**Source document**.
......

One thing they’ve been doing is coming together to talk about
postmodern Jewish philosophy. At the 1992 American Academy of
Religion annual meeting in San Francisco, for example, they offered
sessions on “Derrida and Judaism” (Bill Martin, Jere Surber, Eric
Maass, Martin Srajek with Mark C. Taylor and Jay Geller); and on
“Hermeneutics and Critical Theory in Postmodern Jewish
Philosophy” (Steven Kepnes and Larry Silberstein, with Adriaan
Peperzak, Tomoko Masuzawa, David Tracy and Richard Cohen). The
BITNETWORK held its own late evening meeting at the AAR,
with reflections by Silberstein and Novak on Adi Ophir’s political
philosophy (Norbert Samuelson presiding). The 1992 Association of
Jewish Studies annual meeting included papers on “Judaism and
Postmodernism” (Kepnes, Srajek and Alan Udoff, with Greenberg).

......

**To-do list**.
• a. Please copy the passage on postmodern Jewish philosophy word for word, from "One thing they’ve" up to and including "Udoff, with Greenberg).".
• b. In the passage on postmodern Jewish philosophy, which city hosted the 1992 American Academy of Religion annual meeting?
• c. Pick up the passage on postmodern Jewish philosophy after its final sentence and carry it forward.

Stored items
......

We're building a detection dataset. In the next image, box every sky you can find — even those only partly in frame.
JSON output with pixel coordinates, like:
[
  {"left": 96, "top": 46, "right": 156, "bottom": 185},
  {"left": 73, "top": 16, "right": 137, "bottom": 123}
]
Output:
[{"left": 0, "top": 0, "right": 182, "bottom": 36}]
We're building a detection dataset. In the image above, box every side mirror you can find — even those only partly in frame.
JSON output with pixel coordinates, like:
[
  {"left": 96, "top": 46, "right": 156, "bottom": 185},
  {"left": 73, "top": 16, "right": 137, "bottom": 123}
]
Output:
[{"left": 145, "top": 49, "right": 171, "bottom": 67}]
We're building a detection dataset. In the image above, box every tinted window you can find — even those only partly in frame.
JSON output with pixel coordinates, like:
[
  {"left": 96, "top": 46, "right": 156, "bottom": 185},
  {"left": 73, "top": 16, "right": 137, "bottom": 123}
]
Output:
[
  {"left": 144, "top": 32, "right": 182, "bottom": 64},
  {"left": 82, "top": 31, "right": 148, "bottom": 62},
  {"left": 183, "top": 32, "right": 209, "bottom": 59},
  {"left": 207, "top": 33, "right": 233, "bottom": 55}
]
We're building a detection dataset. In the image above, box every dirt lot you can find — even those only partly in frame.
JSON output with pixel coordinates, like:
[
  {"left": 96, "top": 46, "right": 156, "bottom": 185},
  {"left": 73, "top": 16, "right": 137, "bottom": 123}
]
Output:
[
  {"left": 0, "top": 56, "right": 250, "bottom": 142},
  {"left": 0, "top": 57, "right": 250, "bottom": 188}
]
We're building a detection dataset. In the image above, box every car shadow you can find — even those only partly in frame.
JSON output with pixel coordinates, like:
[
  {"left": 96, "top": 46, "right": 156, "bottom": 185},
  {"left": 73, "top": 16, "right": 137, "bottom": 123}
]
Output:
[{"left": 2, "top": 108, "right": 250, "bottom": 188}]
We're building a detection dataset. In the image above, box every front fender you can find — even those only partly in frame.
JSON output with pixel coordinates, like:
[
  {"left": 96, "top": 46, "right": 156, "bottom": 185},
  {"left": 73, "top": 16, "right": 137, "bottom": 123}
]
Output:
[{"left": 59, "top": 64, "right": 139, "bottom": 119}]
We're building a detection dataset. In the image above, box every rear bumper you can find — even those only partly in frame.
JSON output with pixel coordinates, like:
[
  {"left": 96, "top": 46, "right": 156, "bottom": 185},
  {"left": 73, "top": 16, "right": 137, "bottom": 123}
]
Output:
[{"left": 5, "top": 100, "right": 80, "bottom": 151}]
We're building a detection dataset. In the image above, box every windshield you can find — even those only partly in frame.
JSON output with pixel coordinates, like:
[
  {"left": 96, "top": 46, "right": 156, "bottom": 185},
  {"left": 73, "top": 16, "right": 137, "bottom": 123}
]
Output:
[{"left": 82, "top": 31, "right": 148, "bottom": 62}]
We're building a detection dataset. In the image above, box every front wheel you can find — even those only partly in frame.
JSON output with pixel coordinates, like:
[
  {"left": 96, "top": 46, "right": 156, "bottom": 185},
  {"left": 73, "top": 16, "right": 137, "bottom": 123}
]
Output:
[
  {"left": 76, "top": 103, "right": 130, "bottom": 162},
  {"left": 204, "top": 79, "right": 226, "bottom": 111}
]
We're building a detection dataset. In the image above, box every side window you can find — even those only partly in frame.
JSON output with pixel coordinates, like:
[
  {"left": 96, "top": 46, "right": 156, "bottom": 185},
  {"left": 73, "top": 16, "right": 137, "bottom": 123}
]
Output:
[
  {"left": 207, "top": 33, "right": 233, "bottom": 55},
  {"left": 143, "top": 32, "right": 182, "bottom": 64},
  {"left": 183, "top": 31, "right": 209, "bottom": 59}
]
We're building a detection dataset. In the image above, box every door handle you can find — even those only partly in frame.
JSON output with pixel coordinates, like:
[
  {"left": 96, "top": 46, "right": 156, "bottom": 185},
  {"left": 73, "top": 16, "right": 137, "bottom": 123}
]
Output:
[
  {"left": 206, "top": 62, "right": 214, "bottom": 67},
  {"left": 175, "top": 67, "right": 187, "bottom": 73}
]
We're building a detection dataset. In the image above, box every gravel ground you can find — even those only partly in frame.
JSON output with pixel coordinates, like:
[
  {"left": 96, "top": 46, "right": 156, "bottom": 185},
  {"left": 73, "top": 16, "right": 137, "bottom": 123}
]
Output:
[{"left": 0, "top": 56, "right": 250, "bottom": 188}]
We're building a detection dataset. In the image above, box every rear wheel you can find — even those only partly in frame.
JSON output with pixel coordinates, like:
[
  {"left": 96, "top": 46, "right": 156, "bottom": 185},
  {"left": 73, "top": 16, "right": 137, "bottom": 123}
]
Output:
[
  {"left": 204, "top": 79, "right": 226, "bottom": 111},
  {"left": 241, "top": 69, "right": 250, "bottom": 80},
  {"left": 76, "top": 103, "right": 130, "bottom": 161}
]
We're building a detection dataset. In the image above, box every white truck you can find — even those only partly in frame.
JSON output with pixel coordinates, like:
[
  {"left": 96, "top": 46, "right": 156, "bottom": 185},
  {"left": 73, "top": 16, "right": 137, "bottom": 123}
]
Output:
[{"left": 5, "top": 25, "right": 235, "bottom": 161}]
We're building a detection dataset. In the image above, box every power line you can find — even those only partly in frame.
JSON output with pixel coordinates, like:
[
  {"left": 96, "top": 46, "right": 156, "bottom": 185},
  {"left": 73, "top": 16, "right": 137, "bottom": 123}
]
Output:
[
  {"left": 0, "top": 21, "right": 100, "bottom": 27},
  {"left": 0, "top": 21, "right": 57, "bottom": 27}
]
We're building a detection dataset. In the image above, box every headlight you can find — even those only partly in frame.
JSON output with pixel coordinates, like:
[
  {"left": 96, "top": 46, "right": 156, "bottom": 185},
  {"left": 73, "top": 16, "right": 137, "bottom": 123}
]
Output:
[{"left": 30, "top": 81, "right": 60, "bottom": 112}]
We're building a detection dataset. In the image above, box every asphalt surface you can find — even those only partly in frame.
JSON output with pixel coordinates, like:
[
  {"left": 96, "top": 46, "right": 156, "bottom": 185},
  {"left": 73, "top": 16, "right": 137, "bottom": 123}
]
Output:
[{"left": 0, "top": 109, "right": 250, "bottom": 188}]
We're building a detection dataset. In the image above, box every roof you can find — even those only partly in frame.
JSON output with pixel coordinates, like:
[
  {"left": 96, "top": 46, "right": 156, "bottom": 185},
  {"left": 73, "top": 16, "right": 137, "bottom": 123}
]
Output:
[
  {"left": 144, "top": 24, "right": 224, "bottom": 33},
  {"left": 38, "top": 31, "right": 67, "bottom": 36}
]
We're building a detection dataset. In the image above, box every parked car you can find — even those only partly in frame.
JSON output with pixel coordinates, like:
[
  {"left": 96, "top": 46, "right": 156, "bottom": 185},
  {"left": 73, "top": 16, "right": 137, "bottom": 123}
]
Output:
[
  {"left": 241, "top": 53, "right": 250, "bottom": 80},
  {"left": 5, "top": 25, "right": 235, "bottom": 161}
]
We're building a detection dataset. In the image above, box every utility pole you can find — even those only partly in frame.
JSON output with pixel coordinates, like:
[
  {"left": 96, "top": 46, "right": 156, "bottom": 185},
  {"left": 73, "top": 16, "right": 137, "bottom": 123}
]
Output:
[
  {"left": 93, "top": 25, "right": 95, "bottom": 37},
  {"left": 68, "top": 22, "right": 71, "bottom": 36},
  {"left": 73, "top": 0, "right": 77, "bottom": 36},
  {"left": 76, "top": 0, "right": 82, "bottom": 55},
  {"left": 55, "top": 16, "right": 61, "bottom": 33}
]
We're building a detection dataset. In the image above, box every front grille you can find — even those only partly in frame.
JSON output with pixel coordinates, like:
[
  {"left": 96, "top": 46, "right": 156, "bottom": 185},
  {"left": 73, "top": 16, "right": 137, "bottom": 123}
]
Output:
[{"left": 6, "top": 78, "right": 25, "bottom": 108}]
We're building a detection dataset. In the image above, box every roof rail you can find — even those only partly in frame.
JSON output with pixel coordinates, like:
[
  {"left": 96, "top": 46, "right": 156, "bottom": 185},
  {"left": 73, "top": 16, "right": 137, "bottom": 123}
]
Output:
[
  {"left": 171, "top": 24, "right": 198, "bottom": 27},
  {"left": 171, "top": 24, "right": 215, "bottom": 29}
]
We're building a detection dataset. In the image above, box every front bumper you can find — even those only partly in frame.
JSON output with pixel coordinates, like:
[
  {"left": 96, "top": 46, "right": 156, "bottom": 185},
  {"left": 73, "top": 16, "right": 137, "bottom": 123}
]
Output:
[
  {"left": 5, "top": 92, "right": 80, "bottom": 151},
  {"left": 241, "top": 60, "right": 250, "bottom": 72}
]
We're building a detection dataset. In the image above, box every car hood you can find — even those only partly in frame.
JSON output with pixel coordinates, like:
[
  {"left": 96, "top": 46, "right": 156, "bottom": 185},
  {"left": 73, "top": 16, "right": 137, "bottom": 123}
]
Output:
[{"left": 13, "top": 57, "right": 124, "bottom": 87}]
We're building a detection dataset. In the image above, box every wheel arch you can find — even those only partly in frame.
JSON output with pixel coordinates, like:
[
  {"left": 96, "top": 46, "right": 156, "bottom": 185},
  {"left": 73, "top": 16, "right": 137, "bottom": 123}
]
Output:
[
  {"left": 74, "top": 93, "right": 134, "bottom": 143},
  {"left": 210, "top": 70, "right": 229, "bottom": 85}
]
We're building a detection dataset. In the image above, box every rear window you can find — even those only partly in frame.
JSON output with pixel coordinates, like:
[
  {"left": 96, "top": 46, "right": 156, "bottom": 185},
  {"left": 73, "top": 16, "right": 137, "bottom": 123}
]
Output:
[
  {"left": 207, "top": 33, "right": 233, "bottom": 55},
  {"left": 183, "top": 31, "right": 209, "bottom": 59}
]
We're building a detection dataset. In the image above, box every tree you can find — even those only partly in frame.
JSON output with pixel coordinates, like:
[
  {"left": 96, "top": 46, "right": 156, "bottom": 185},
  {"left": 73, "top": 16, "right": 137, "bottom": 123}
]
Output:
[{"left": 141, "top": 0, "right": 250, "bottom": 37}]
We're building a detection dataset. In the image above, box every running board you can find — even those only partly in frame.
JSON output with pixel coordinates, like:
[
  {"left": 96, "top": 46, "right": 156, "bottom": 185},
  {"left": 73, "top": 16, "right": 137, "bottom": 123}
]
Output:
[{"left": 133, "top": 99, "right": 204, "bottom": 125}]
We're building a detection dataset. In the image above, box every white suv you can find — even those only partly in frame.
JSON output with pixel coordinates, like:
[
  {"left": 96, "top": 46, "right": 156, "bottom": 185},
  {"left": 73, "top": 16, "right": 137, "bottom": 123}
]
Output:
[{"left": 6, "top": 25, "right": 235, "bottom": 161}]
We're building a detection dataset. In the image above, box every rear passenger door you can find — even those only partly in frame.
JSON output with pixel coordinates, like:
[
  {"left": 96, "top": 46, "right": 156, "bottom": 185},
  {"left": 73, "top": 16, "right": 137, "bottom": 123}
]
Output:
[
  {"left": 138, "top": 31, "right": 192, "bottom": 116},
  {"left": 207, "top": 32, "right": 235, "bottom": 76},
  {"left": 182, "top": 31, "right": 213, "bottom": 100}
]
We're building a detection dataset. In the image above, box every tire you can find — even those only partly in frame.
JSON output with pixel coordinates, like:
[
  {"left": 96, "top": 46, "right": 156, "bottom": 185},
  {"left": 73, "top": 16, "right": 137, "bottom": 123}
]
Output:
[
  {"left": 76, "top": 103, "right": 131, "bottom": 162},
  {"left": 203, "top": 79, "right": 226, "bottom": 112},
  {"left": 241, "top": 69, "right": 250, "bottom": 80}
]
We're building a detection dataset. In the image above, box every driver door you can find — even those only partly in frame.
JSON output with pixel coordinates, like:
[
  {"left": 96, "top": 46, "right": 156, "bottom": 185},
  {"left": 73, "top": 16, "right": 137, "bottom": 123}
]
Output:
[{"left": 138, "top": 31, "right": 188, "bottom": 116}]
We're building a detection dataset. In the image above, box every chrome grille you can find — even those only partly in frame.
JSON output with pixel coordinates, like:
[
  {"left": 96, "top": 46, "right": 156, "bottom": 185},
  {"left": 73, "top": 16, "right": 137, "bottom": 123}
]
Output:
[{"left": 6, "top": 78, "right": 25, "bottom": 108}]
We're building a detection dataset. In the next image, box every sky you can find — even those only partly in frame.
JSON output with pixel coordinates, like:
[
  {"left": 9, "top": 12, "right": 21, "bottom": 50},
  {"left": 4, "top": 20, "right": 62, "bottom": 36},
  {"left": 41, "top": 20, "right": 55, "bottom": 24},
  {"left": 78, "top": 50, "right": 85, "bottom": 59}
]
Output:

......

**Task results**.
• a.
One thing they’ve been doing is coming together to talk about
postmodern Jewish philosophy. At the 1992 American Academy of
Religion annual meeting in San Francisco, for example, they offered
sessions on “Derrida and Judaism” (Bill Martin, Jere Surber, Eric
Maass, Martin Srajek with Mark C. Taylor and Jay Geller); and on
“Hermeneutics and Critical Theory in Postmodern Jewish
Philosophy” (Steven Kepnes and Larry Silberstein, with Adriaan
Peperzak, Tomoko Masuzawa, David Tracy and Richard Cohen). The
BITNETWORK held its own late evening meeting at the AAR,
with reflections by Silberstein and Novak on Adi Ophir’s political
philosophy (Norbert Samuelson presiding). The 1992 Association of
Jewish Studies annual meeting included papers on “Judaism and
Postmodernism” (Kepnes, Srajek and Alan Udoff, with Greenberg).

• b. San Francisco

• c.
Also: Robert Gibbs, Greenberg, Kepnes, Ochs and Jacob Meskin ( who
may one day return from Israel to join us!) received a
Collaborative Research Grant from the AAR, to meet together a bunch
of times and prepare a set of essays describing Postmodern Jewish

NETWORK members have also come together for a number of writing
projects. Last year’s discussions of Eugene Borowitz’ Renewing The
Covenant, A Theology for the Postmodern Jew have elicited reviews
by Wyschogrod and Greenberg with a response from Borowitz (for the
JAAR), by Novak (for SH’MA), by Samuelson (for ZYGON); and a still
emergent synthesis of all these (by Ochs and Borowitz, with
others). A forthcoming issue of SOUNDINGS (Sp ’93) will include a
section on Postmodern Jewish Philosophy, with essays by Wyschogrod,
Ochs, Jose Faur, Gibbs and Meskin.

Along with various journal essays, individual NETWORK members have
also published several books in postmodern Jewish philosophy, noted
in the review section of this volume. And members have
continued their electronic dialogues, by way of the BITDIALOGUE,
managed by Norbert Samuelson. The last discussion was on Srajek’s
view of Derrida and Judaism. Newcomers are invited to join in
(care of Samuelson, “V5118E@TempleVM.”)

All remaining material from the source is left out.